String Anyone who has programmed in MUMPS, read an article on the language, or talked with any of the MUMPS zealots, has heard that the string is the only MUMPS data type. A string is any collection of characters, 0 or more characters in length. (For portability, the standard restricts the length to a maximum of 255 and the characters must be from the ASCII character set.) That's it. It can be anything. It is this free formed anarchy that can send shivers down the spine of a strong data typing advocate. The string is the result of evaluation of an expression. It is from the string that MUMPS derives most of the other data types. The string and the data types that can be derived from a string are often called simple data types. In MUMPS, the distinction is with the address data type (discussed below starting with names). Format:

any collection of characters; variable length

Coercion:

all characters are taken without modification

Examples:

the list below contains examples of strings. Note that the quotation marks are included as you would use the string in an assignment operation (set x="TEST"). The quotes are not part of the string.

######

According to the passage on MUMPS strings, what maximum string length does the standard set for portability?

- Collected data -
######

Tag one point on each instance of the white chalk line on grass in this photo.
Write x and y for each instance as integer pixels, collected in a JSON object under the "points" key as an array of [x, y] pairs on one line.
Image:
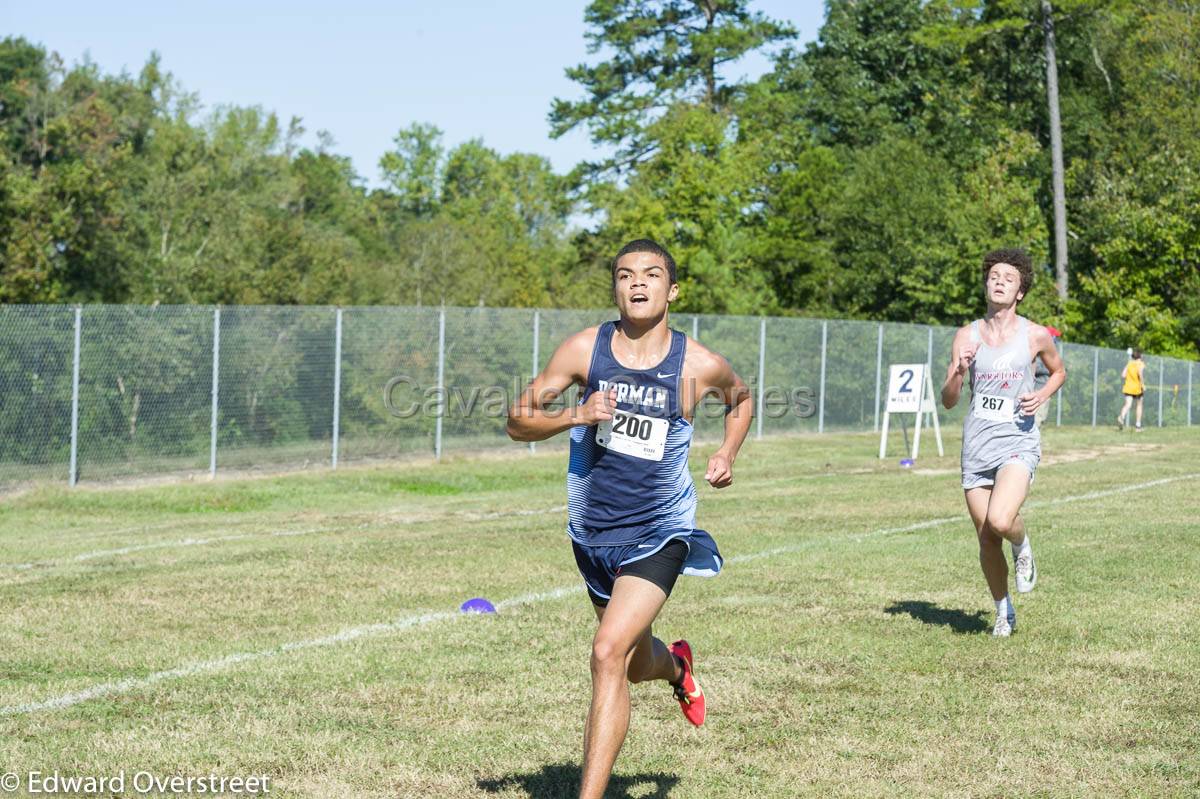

######

- Task result -
255 characters.